» **Source passage**
Imaging science in biochemistry

Research in biology aimed at understanding the fundamental processes of life and is both an experimental and an observational science. Over the course of the last century, all classes of biomolecules relevant to life have been discovered and defined. This article describes how protein structures are elucidated and represented. Biology progressed from cataloging of species and their life styles to analyzing their underlying molecular mechanisms. Among the molecules required by life, the proteins represent certainly the most fascinating class, as they are the actual “working molecules” involved both in the processes of life and the structure of the living beings. Proteins carry out diverse functions including signaling and chemical communication (e.g., kinases and hormones), structure (keratin and collagen), transport of metabolites (hemoglobin), and transformation of metabolites (enzymes). Observation and analysis, in contrast to modeling and simulation, are the main approaches used in biology. The development of microscopes permitted observation of the smaller members of the living kingdom and hence of the cells and the organelles they contain. However, observing macromolecules on an atomic level could not be achieved by visible light or electron microscopy. Recent advances allowed imaging of the outer shape of large molecular entities at low resolution. Consequently, indirect methods that reveal molecular organization in a crystal (x-ray crystallography) or interactions between atoms (NMR) have been developed and are routinely used. The reader has thus to keep in mind that all images are not direct observations. Images in this article were carefully selected to present a broad view of the various mode of representation used by scientists to help them unravel protein structure and function. Several programs to generate such images are available, and most of them are able to display or generate many of the different representations described in this article.

» **Data**
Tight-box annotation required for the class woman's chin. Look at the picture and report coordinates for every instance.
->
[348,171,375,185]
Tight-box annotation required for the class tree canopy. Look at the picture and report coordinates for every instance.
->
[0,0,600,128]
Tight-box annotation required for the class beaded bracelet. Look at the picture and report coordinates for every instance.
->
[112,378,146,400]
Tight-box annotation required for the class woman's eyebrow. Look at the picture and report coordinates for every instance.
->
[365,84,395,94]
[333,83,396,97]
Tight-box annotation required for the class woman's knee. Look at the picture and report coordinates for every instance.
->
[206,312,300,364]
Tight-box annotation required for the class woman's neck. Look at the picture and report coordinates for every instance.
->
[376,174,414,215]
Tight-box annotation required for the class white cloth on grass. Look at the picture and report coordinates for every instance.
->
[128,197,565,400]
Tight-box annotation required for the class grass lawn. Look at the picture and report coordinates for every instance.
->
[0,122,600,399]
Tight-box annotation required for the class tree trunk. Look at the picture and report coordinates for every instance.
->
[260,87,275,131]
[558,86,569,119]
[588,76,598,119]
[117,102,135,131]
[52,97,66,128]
...
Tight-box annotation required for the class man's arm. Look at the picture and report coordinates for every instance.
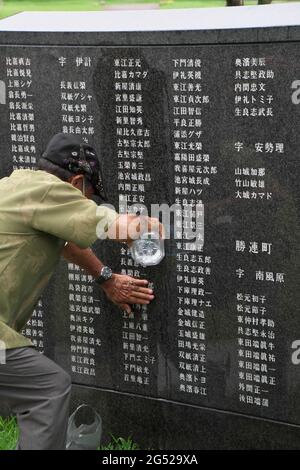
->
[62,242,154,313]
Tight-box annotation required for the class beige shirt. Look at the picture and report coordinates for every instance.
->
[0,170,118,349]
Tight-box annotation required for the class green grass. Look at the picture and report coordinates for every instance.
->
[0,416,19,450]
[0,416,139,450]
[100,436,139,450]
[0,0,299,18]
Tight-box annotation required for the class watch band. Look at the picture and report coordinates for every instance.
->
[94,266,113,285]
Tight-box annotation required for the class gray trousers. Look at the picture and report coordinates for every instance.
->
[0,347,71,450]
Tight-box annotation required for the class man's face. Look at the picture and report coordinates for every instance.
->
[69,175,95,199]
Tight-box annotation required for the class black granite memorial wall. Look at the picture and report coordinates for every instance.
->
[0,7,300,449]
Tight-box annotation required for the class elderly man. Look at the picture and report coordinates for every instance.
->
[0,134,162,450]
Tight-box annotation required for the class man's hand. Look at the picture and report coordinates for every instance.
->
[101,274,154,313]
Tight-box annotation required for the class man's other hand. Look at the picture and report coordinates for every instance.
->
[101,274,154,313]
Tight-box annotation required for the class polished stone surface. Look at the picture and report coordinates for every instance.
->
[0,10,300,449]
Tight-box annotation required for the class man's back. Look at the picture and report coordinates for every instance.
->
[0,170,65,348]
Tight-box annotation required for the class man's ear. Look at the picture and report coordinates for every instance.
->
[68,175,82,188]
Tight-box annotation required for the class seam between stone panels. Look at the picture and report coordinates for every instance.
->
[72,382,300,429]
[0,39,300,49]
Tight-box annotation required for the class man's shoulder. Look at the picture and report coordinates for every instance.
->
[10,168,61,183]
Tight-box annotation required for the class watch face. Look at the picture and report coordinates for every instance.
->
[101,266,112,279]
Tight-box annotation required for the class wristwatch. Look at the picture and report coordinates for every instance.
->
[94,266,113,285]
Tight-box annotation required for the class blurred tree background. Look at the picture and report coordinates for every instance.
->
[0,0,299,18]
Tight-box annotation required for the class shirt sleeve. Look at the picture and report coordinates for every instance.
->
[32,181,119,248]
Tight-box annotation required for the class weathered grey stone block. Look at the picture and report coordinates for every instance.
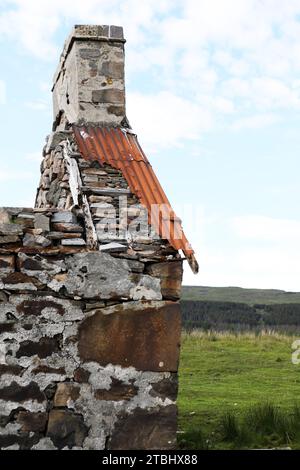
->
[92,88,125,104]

» **Problem description**
List every function of proteins that the passage on imaging science in biochemistry names, together with the examples it gives for each.

» **Output**
- Signaling and chemical communication: kinases and hormones
- Structure: keratin and collagen
- Transport of metabolites: hemoglobin
- Transformation of metabolites: enzymes